**Short problem**
Put the records from the first line through the line containing "column 332, row 232" into a Markdown table with two columns, Row and Line, where each line gets a row number and blank lines are omitted.
◆ ◆ ◆
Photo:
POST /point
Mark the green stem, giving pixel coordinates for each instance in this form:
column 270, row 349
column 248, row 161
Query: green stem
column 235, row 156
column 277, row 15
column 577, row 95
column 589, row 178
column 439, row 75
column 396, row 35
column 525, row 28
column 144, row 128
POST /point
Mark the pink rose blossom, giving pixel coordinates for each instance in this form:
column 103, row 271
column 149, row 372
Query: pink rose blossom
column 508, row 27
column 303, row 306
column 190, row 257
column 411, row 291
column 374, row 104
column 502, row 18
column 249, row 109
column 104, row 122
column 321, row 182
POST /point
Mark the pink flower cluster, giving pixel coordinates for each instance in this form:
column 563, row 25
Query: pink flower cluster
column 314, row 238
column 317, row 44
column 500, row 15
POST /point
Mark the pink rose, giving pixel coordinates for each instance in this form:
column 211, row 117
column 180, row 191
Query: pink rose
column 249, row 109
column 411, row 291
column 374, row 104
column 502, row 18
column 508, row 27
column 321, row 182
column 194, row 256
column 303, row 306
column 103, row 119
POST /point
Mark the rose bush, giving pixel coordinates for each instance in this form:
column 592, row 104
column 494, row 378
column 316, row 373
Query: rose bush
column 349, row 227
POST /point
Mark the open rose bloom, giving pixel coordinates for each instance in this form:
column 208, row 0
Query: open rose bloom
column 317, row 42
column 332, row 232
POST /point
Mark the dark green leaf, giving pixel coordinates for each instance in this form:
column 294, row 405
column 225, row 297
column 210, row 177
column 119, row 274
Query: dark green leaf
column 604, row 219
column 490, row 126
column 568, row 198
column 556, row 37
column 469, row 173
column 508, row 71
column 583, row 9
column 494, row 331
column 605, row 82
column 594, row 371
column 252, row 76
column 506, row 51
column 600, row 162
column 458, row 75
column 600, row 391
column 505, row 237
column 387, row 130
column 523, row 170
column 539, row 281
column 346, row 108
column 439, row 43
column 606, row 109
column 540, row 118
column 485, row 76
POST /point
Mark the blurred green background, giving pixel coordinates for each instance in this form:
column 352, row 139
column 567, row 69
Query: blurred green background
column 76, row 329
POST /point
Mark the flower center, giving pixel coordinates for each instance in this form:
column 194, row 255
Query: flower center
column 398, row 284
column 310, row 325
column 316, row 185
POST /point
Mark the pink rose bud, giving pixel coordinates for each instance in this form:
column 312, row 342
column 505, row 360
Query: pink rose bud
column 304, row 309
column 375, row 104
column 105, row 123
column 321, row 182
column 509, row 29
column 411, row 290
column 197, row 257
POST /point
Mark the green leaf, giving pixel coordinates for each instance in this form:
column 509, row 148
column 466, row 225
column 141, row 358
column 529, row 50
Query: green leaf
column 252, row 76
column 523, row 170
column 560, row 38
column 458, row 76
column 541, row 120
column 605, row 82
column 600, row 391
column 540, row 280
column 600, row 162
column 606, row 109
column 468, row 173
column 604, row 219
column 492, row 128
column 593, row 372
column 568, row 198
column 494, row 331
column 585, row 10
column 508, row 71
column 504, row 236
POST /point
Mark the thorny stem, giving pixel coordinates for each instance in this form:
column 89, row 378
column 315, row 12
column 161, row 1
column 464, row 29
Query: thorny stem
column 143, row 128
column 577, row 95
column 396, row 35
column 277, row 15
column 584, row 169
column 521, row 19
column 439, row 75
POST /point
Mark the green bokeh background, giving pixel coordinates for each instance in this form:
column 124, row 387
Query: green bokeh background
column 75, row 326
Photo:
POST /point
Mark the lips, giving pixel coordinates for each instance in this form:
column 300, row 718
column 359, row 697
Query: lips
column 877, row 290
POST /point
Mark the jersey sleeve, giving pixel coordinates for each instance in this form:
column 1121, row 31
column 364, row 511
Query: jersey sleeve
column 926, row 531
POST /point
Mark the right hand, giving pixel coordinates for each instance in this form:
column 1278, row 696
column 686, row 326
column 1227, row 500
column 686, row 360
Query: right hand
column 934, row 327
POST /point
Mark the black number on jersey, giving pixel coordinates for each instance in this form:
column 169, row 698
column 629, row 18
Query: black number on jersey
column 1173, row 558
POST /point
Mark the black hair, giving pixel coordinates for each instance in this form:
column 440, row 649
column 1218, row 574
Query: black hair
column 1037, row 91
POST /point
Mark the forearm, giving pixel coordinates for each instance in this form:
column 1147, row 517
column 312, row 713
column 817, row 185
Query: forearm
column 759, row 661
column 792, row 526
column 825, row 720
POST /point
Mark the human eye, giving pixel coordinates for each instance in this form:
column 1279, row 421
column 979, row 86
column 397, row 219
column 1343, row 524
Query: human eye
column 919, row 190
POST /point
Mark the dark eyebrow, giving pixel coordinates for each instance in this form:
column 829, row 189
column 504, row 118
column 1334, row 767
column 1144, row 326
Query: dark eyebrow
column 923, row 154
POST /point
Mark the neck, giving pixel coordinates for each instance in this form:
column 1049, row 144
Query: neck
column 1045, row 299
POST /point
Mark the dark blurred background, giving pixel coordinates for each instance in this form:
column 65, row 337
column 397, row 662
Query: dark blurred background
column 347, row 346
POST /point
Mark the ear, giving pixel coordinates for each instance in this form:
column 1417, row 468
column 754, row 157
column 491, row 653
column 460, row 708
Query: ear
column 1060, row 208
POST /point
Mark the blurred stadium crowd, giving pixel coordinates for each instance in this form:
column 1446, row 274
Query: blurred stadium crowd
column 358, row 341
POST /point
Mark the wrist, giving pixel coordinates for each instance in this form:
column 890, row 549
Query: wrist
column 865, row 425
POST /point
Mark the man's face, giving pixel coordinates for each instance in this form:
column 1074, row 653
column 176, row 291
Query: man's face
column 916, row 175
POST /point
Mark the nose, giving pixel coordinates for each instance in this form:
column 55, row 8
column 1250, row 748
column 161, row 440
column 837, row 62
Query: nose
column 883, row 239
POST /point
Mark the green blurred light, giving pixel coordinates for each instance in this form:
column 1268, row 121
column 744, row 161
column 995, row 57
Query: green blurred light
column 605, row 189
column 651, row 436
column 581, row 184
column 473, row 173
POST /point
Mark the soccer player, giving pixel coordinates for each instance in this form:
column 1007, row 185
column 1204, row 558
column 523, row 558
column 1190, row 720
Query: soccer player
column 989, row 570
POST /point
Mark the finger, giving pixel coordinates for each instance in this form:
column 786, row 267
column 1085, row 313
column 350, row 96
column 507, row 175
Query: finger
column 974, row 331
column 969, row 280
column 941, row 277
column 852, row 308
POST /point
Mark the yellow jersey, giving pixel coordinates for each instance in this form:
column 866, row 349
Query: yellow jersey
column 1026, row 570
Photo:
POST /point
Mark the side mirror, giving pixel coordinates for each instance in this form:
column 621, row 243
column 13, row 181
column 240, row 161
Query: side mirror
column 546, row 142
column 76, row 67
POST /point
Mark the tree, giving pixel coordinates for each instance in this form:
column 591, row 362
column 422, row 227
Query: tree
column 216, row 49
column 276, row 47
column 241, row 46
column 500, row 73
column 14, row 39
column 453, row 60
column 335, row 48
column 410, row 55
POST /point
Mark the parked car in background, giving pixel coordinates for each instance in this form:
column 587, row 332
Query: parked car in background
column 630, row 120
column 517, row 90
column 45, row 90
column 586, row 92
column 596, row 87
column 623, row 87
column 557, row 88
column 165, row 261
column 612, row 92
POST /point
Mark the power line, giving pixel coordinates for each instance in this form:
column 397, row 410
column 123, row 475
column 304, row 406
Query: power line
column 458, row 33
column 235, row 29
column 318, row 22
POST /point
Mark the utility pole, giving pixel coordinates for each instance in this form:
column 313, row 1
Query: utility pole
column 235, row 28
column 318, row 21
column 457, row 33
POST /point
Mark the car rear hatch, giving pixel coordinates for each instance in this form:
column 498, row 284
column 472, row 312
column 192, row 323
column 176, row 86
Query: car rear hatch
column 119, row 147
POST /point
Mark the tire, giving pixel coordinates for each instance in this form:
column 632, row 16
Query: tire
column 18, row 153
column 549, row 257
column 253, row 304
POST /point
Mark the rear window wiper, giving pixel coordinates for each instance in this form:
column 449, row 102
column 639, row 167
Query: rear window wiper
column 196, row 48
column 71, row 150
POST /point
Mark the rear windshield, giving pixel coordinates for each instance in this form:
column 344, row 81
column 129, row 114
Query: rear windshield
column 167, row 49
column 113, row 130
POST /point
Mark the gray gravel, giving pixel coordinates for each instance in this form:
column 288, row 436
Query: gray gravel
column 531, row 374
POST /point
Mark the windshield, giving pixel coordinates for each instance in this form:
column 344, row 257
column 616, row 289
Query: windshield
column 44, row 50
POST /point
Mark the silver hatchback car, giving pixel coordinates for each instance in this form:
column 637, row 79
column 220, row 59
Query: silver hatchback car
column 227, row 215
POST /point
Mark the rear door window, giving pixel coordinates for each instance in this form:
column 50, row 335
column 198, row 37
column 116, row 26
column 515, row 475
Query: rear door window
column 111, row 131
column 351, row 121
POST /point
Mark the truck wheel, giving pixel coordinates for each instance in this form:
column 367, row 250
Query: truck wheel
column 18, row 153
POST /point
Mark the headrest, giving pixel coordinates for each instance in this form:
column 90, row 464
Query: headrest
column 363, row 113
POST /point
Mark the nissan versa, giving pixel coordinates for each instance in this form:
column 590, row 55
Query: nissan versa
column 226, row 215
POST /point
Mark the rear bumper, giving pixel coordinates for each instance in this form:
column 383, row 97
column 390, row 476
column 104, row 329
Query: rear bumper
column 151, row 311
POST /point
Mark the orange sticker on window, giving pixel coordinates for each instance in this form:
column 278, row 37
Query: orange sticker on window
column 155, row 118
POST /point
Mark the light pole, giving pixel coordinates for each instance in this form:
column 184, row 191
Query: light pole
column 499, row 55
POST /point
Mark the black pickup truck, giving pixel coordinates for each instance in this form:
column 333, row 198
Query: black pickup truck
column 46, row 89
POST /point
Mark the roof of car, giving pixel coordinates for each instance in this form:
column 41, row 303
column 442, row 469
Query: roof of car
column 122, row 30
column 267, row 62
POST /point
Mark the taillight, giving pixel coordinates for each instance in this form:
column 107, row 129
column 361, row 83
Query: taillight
◆ ◆ ◆
**Answer to the problem**
| Row | Line |
|---|---|
| 1 | Photo: |
| 2 | POST /point |
| 3 | Mark the green stem, giving pixel coordinates for each instance in this form: |
| 4 | column 270, row 349 |
| 5 | column 248, row 161 |
| 6 | Query: green stem |
| 7 | column 235, row 156 |
| 8 | column 277, row 15 |
| 9 | column 577, row 95 |
| 10 | column 589, row 178 |
| 11 | column 439, row 75 |
| 12 | column 396, row 35 |
| 13 | column 525, row 28 |
| 14 | column 144, row 128 |
| 15 | POST /point |
| 16 | Mark the pink rose blossom, giving pixel coordinates for each instance in this form: |
| 17 | column 103, row 271 |
| 18 | column 149, row 372 |
| 19 | Query: pink rose blossom |
| 20 | column 508, row 27 |
| 21 | column 303, row 306 |
| 22 | column 190, row 257 |
| 23 | column 411, row 291 |
| 24 | column 374, row 104 |
| 25 | column 502, row 18 |
| 26 | column 249, row 109 |
| 27 | column 104, row 122 |
| 28 | column 321, row 182 |
| 29 | POST /point |
| 30 | Mark the pink flower cluster, giving pixel coordinates for each instance in this form: |
| 31 | column 563, row 25 |
| 32 | Query: pink flower cluster |
| 33 | column 314, row 238 |
| 34 | column 317, row 44 |
| 35 | column 500, row 15 |
| 36 | POST /point |
| 37 | Mark the pink rose, giving pixel coordinates for each instance in this form: |
| 38 | column 211, row 117 |
| 39 | column 180, row 191 |
| 40 | Query: pink rose |
| 41 | column 249, row 109 |
| 42 | column 411, row 291 |
| 43 | column 374, row 104 |
| 44 | column 502, row 18 |
| 45 | column 508, row 27 |
| 46 | column 321, row 182 |
| 47 | column 194, row 256 |
| 48 | column 303, row 306 |
| 49 | column 103, row 119 |
| 50 | POST /point |
| 51 | Mark the rose bush, giving pixel coordinates for each instance in this form: |
| 52 | column 592, row 104 |
| 53 | column 494, row 378 |
| 54 | column 316, row 373 |
| 55 | Query: rose bush |
| 56 | column 349, row 227 |
| 57 | POST /point |
| 58 | Mark the open rose bloom, giving pixel coordinates for each instance in this form: |
| 59 | column 208, row 0 |
| 60 | Query: open rose bloom |
| 61 | column 317, row 42 |
| 62 | column 332, row 232 |